ЦЕЛЬ ЗАДАНИЯ 1: Перечислите всех людей, которые названы по имени или фамилии в отрывке о переходе в новый центр документации.
◆ ◆ ◆ ◆ ◆
Невидимая петля
Невидимая петля
Когда почти все операции Кашпара потерпели фиаско, возник хаос и в документации. Сотрудники центра Катека снова стали собирать у всех групп и подразделений на территории ФРГ, Австрии и Западного Берлина, возглавляемых чехословацкими офицерами, документальные материалы и сосредоточили их в едином временном центре, который помещался в казармах Паттона в Мюнхене. Вся эта документация находилась в полном ведении американцев.
Я стал сотрудником этого нового центра. Моим начальником теперь был американский полковник Джерри Берке.
Впервые я был представлен ему при ликвидации группы полковника Кашпара. Берке кроме английского языка владел еще немецким и слабо — чешским. Он был членом комиссии, которая решала судьбу отдела документации расформированной группы.
Вели тогда со мной переговоры трое: полковники Берке и Джек, затем еще какой-то высокопоставленный офицер немецкой контрразведки, которого мне не представили. Разговор касался передачи моего отдела документации западногерманской разведывательной службе. Работа на немцев мне не была предложена прямо, но намеки звучали довольно прозрачно. Однако чехословацкая сторона рекомендовала мне отказываться от любой службы вне рамок американской армии и настаивать на эмиграции. Я придерживался полностью этих инструкций. Требование эмиграции должно было снять с меня даже тень подозрений в том, что я из каких-то тайных побуждений хочу остаться на американской секретной службе. Но я знал, что американцы в данный момент сочтут меня совершенно незаменимым именно здесь, потому что Гавелку, бывшего офицера отдела документации шпионской группы генерала Моравца, послали на обучение в Соединенные Штаты и пока нет другой кандидатуры на мою должность.
◆ ◆ ◆ ◆ ◆
ЦЕЛЬ ЗАДАНИЯ 2: В записях, начиная со строки с «[pin] red megaphone» и заканчивая концом записей, замените «Target» на «Label». Приведите этот участок записей целиком, больше ничего не меняя.
◆ ◆ ◆ ◆ ◆
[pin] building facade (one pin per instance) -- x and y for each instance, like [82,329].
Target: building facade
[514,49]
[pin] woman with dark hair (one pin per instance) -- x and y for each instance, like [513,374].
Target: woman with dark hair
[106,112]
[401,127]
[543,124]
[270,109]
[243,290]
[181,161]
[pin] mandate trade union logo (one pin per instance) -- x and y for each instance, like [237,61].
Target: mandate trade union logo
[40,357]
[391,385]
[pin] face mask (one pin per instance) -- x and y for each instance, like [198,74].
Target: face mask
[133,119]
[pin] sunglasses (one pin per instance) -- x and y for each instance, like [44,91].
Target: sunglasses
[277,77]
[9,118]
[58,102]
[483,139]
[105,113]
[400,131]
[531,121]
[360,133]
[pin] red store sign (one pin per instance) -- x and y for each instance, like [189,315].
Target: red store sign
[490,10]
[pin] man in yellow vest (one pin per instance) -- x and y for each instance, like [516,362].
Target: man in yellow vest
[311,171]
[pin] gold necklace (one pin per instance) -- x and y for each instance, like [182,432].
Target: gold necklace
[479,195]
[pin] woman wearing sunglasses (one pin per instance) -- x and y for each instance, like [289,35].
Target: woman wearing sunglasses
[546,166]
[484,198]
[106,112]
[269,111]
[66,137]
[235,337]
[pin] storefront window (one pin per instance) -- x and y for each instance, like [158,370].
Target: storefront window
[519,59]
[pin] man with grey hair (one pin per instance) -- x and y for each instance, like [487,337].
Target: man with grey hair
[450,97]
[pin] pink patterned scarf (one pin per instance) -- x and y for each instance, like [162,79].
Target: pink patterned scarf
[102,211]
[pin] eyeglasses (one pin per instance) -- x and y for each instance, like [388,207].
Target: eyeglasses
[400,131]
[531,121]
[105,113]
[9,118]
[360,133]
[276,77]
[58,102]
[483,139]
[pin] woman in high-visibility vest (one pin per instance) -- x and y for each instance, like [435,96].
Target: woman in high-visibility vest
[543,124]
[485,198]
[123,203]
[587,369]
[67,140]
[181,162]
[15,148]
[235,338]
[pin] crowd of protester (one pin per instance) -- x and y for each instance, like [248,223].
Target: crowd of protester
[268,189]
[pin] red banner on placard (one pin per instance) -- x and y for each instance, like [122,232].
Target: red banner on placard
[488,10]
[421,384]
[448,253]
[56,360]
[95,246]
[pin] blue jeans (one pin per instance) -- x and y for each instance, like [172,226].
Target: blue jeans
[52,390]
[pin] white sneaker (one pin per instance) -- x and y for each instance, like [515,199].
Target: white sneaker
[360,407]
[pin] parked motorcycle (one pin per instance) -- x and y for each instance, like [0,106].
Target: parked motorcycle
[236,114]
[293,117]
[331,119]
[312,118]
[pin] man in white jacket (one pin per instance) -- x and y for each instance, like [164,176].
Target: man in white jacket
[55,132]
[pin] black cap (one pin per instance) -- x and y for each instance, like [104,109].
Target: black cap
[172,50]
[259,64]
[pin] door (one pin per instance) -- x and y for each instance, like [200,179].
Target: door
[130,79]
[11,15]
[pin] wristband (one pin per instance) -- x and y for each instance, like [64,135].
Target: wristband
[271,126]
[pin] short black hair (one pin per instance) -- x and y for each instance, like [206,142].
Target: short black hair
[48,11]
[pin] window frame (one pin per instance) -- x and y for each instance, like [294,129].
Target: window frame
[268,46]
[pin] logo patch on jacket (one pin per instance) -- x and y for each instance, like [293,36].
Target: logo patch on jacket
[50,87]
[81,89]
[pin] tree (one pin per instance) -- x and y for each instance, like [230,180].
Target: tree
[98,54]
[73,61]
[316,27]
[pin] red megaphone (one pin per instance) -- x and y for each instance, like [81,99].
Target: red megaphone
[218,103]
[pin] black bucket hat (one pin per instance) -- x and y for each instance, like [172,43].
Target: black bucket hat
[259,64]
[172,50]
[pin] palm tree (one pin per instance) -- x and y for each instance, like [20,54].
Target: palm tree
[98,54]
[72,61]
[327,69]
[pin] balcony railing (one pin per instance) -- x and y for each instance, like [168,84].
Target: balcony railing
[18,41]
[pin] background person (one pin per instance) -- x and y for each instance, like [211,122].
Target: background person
◆ ◆ ◆ ◆ ◆
РЕШЕНИЕ УПРАЖНЕНИЯ 1: Кашпар, Джерри Берке, Джек, Гавелка, Моравец

РЕШЕНИЕ УПРАЖНЕНИЯ 2:
[pin] red megaphone (one pin per instance) -- x and y for each instance, like [81,99].
Label: red megaphone
[218,103]
[pin] black bucket hat (one pin per instance) -- x and y for each instance, like [172,43].
Label: black bucket hat
[259,64]
[172,50]
[pin] palm tree (one pin per instance) -- x and y for each instance, like [20,54].
Label: palm tree
[98,54]
[72,61]
[327,69]
[pin] balcony railing (one pin per instance) -- x and y for each instance, like [168,84].
Label: balcony railing
[18,41]
[pin] background person (one pin per instance) -- x and y for each instance, like [211,122].
Label: background person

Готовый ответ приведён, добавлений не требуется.